#### [EXERCISE GOAL]
Swap every "bbox" in the records below for "box", and leave everything else in the lines unchanged.

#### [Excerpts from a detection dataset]
* START *

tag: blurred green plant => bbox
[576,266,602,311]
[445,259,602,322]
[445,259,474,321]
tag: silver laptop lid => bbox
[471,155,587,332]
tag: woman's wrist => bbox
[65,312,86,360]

* END *

#### [ANSWER FOR THIS EXERCISE]
tag: blurred green plant => box
[576,266,602,311]
[445,259,602,322]
[445,259,474,321]
tag: silver laptop lid => box
[471,155,587,332]
tag: woman's wrist => box
[65,312,86,360]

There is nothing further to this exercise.